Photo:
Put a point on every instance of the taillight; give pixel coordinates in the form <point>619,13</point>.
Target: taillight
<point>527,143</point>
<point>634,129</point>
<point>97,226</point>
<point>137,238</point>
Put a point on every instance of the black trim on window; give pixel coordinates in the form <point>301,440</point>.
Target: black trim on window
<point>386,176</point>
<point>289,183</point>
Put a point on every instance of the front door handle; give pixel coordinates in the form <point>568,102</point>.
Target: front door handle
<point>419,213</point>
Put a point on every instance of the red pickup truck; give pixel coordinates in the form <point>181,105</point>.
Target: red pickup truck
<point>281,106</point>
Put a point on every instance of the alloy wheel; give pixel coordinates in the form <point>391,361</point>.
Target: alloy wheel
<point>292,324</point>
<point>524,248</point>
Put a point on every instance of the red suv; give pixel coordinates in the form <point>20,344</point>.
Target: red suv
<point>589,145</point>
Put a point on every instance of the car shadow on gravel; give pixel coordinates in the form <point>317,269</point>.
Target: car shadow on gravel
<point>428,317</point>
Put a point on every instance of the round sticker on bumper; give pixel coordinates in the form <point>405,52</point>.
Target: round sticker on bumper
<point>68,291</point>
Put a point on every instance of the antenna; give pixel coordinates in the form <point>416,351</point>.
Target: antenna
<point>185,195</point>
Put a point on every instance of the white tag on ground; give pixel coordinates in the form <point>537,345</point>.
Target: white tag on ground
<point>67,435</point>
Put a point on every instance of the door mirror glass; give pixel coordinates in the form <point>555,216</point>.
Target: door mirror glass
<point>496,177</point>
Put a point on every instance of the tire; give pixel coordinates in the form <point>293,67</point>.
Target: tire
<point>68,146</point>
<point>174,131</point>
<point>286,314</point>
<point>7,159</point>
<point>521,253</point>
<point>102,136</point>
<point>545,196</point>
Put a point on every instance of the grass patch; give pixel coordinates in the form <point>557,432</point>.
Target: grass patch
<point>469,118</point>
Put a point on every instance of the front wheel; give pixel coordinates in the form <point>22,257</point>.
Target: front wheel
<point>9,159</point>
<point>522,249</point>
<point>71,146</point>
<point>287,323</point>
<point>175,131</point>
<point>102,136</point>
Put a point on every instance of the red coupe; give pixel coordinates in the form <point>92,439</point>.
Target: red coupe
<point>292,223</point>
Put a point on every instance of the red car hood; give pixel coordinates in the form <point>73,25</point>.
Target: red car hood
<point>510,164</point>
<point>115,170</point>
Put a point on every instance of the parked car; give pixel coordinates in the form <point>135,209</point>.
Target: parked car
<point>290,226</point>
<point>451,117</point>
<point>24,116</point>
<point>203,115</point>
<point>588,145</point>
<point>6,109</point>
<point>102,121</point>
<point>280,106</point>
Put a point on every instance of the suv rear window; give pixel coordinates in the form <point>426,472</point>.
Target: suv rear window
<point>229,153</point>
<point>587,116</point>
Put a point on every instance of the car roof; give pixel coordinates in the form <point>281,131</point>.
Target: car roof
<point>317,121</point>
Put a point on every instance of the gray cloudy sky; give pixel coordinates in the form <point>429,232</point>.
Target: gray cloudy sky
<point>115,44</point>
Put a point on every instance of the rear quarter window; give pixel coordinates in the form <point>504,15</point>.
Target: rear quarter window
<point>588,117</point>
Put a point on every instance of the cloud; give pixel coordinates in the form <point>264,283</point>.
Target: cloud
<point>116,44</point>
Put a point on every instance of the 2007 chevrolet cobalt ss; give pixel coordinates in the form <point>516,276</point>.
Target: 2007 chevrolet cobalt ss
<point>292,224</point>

= Work order =
Give the full listing above again, exactly as it was presented.

= Response below =
Photo:
Put a point on every instance of the taillight; give pixel coordinates in the form <point>619,13</point>.
Target: taillight
<point>527,143</point>
<point>634,129</point>
<point>97,226</point>
<point>137,238</point>
Put a point on every instance of the black trim on window; give pixel coordinates in the form <point>301,440</point>.
Target: black trim on window
<point>386,176</point>
<point>289,183</point>
Put a point on every instance of the front door handle; give pixel coordinates in the form <point>568,102</point>.
Target: front door handle
<point>419,213</point>
Put a point on every instance of the red pickup truck; give pixel coordinates in the form <point>181,105</point>.
Target: red pickup truck
<point>281,106</point>
Put a point on every instance of the alloy wheel; give pixel coordinates in the form <point>391,361</point>.
Target: alloy wheel
<point>292,324</point>
<point>524,248</point>
Put a point on every instance of the red suv; give pixel coordinates in the form <point>20,344</point>.
Target: red suv
<point>589,145</point>
Put a point on every instance of the car shadow on gravel; give pixel coordinates in the form <point>317,269</point>.
Target: car shadow on gravel
<point>428,317</point>
Put a point on every instance of the round sticker on bumper; give pixel coordinates in the form <point>405,52</point>.
Target: round sticker on bumper
<point>68,291</point>
Put a point on every instance of the antenna; give pixel coordinates in the form <point>416,351</point>.
Target: antenna
<point>185,195</point>
Put a point on every instance of the white tag on ground; give pixel coordinates in the form <point>537,345</point>.
Target: white tag on ground
<point>67,435</point>
Put a point on every instance of the door mirror glass; give pixel coordinates in the form <point>555,216</point>.
Target: door mirror glass
<point>496,177</point>
Put a point on every instance of the tire; give pixel coordinates in the form <point>293,67</point>.
Target: tire
<point>68,146</point>
<point>174,131</point>
<point>286,314</point>
<point>7,159</point>
<point>521,253</point>
<point>102,136</point>
<point>545,196</point>
Put a point on every instance of the grass patch; give pixel coordinates in the form <point>557,432</point>.
Target: grass patch
<point>469,118</point>
Put a point on every instance of the front wheel; give pixel coordinates in the form <point>22,257</point>.
Target: front wheel
<point>9,159</point>
<point>522,249</point>
<point>71,146</point>
<point>287,323</point>
<point>175,131</point>
<point>102,136</point>
Put a point on every instance of the red coupe; give pixel coordinates in the form <point>92,439</point>.
Target: red coupe
<point>292,223</point>
Put a point on every instance of the red car hood; give pixel coordinates in the form <point>73,25</point>.
Target: red car hood
<point>510,164</point>
<point>115,170</point>
Put a point on every instance of the parked car; give pixel coordinates in the form <point>135,209</point>.
Target: parked car
<point>290,226</point>
<point>451,117</point>
<point>24,116</point>
<point>203,115</point>
<point>588,145</point>
<point>6,109</point>
<point>102,121</point>
<point>280,106</point>
Put a point on every instance of the suv rear window; give pixel coordinates in the form <point>426,472</point>.
Target: suv rear window
<point>229,153</point>
<point>587,116</point>
Put a point on every instance of the car roof; give pixel coordinates in the form <point>281,131</point>.
Target: car roof
<point>317,121</point>
Put a point on every instance of the gray cloudy sky; give pixel coordinates in the form <point>429,232</point>.
Target: gray cloudy sky
<point>115,44</point>
Put a point on every instance of the rear quarter window; give pixel coordinates in the form <point>504,15</point>.
Target: rear quarter window
<point>588,117</point>
Put a point on every instance of the cloud; give pixel coordinates in the form <point>264,283</point>.
Target: cloud
<point>116,44</point>
Put a point on every instance of the 2007 chevrolet cobalt ss; give pixel coordinates in the form <point>516,276</point>.
Target: 2007 chevrolet cobalt ss
<point>292,224</point>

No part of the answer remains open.